[Текст упражнения]

Л. Андреев один из первых среди писателей своего времени с глубоким психологизмом художественно исследовал социально-этическую проблему отчуждения личности, придавленной бездушием эгоистического общества в мире корысти, неравенства и несвободы. Глухие стоны обездоленных, их отчаянные вопли слышны в рассказах «Памятник», «Валя», «Книга», «В подвале», «Случай» и ряде других. В них «маленький» человек не столько живет, сколько прозябает, уныло и безрадостно влачит свои дни, лишенный надежд на лучшее.
Иногда у Л. Андреева появляются люди, одержимые мечтой о счастье, но по мере развертывания авторского повествования выясняется, что их мечты иллюзорны, несбыточны в реальной русской действительности. Путь разочарований проходят, например, герои рассказа «Ангелочек».
Изображаемый писателем «средний» и «маленький» человек нигде так не одинок, как в большом, многолюдном капиталистическом городе. Буржуазный город — «большой и жадный» — обычно выступает у Л. Андреева в образе одушевленного существа, которое не только чуждо, но и органически враждебно человеку, который, в свою очередь, ненавидит и страшится этого чудовища. Камни города, серые и молчаливые, таят для одинокого героя андреевских рассказов что-то угрожающее, бездушное, жестоко-бесчеловечное. Эти мысли и ощущения наиболее остро и выпукло выражены в рассказе «Город»(1902).
Одна из граней андреевской темы отчуждения и одиночества — полная духовная разобщенность с близкими людьми, а также в семье, потеря всякой связи между людьми единой крови. Рассказ «Смех» (1901) вскрывает с острым выражением противоречивую сущность человека, обреченного таким образом на непонимание и внутреннее одиночество. Апофеозом семейной разобщенности являются отношения дочери и родителей в рассказе «Молчание» (1902). Созданный здесь образ молчания призван обнажить трагедию страшного отчуждения личности, идею абсолютного одиночества человека в обществе как симптом непрочности людских отношений в нем и неизбежности его крушения.

[/Текст упражнения]

Вопросы к тексту:
[A] Ответьте по тексту о рассказах Л. Андреева:
(i) Герои какого рассказа, по тексту, проходят путь разочарований?
(ii) Какими словами в кавычках охарактеризован буржуазный город?
(iii) В каком рассказе отношения дочери и родителей названы апофеозом семейной разобщенности?
[B] Продолжите текст о рассказах Л. Андреева с того места, где он заканчивается.

[Исходные данные]

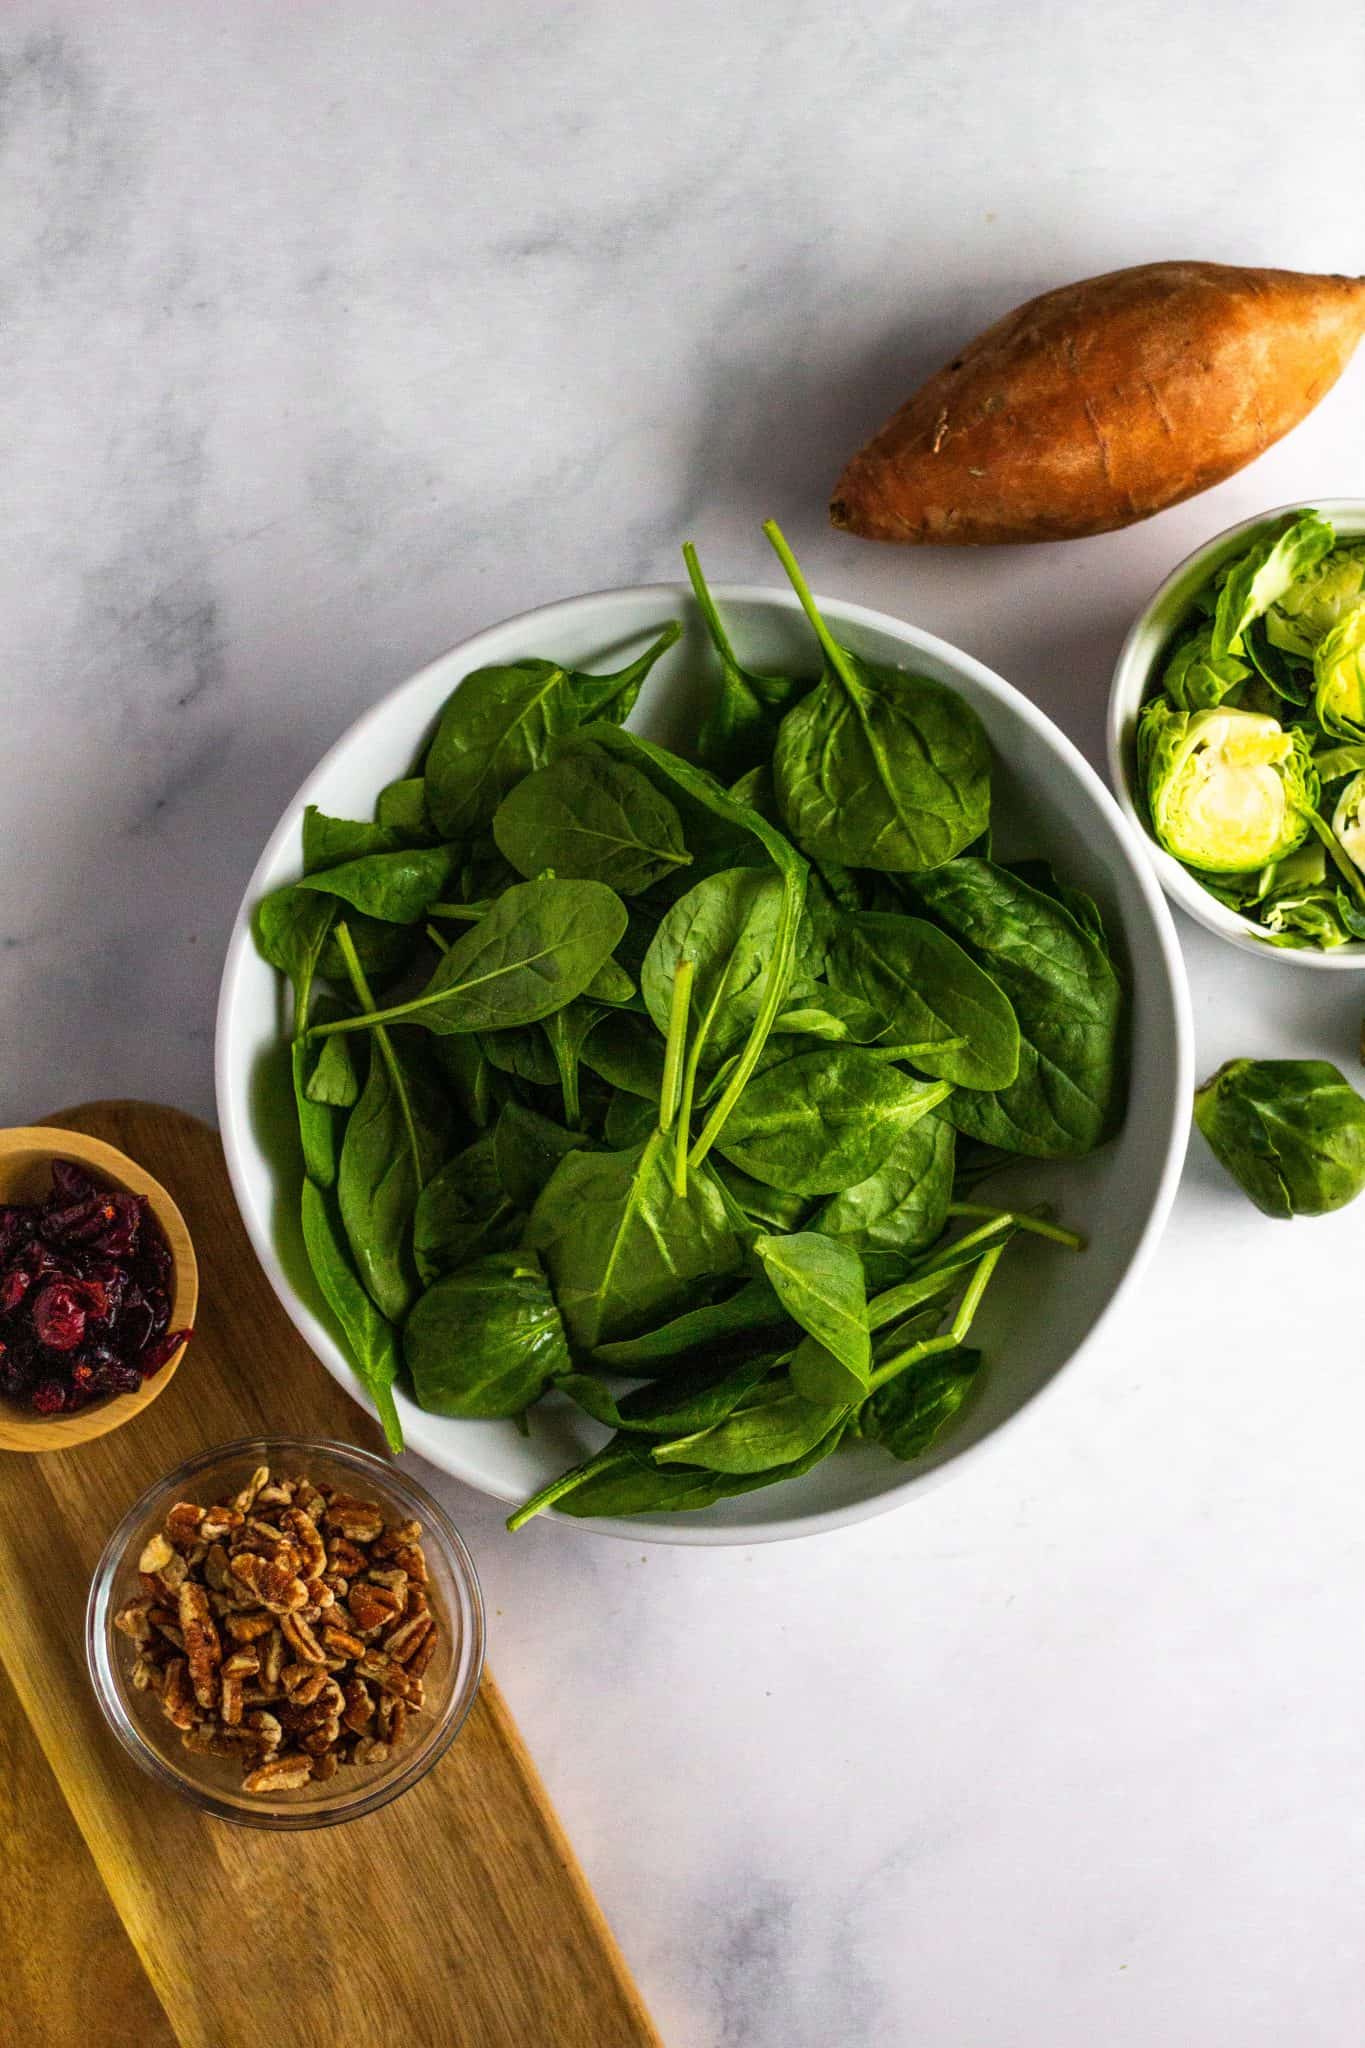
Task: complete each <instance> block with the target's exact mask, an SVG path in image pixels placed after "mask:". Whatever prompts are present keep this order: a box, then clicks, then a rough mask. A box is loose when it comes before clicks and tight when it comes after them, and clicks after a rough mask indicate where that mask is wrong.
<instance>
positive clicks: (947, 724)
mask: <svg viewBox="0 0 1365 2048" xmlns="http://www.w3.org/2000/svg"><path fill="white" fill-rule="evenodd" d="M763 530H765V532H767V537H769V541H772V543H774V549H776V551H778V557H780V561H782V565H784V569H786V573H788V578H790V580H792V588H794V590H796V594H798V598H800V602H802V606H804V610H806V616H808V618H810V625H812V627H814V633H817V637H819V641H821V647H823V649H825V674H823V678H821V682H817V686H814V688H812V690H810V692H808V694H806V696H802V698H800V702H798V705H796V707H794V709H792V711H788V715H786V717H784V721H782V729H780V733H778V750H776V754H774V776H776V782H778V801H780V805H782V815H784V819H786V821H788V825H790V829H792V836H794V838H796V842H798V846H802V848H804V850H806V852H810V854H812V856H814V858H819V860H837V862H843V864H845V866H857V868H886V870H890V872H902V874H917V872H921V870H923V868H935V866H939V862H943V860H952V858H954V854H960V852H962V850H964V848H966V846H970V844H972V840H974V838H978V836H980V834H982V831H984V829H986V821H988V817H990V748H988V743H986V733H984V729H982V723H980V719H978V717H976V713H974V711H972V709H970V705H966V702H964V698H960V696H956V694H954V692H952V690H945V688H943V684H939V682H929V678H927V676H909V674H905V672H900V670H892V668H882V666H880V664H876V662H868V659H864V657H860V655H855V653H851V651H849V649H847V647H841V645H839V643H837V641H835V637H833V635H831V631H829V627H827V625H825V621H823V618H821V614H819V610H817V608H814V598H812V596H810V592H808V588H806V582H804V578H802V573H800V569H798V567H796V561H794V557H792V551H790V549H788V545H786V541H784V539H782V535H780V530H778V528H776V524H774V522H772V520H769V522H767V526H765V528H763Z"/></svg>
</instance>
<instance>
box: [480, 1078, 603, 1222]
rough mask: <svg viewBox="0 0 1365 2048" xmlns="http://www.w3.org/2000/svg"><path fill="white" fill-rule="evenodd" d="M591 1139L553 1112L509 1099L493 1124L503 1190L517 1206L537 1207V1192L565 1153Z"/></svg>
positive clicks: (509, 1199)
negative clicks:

[/Исходные данные]

Ответы:
[A]
(i) «Ангелочек».
(ii) «большой и жадный».
(iii) «Молчание» (1902).

[B]
Тема рока отчетливо вскрывается в рассказе «Большой шлем» (1899). На фоне коллективной разобщенности, примитивности бессмысленного быта жизни внезапно умирает человек. Тем самым разрушаются все иллюзорные представления о «логическом» мирке, созданном за карточным столом. В других формах тема неприступности судьбы выразилась в рассказах «Стена», «Жизнь Василия Фивейского».
Художественная мысль Л. Андреева очень часто, подолгу и упорно задерживалась на «вековечных» вопросах и проблемах общефилософского характера — о жизни и смерти, о загадках человеческого бытия, о предназначении человека и его месте в бесконечном круговороте жизни. Высших вопросов бытия писатель касался в большинстве своих ранних рассказов «Ангелочек», «Большой шлем», «Город», «Молчание», «Жили-были», социально-бытовых по жанровой природе. Л. Андреев обычно соединял в одном и том же произведении быт и философию, будничное и обыденное с идеально-высоким, общечеловеческим.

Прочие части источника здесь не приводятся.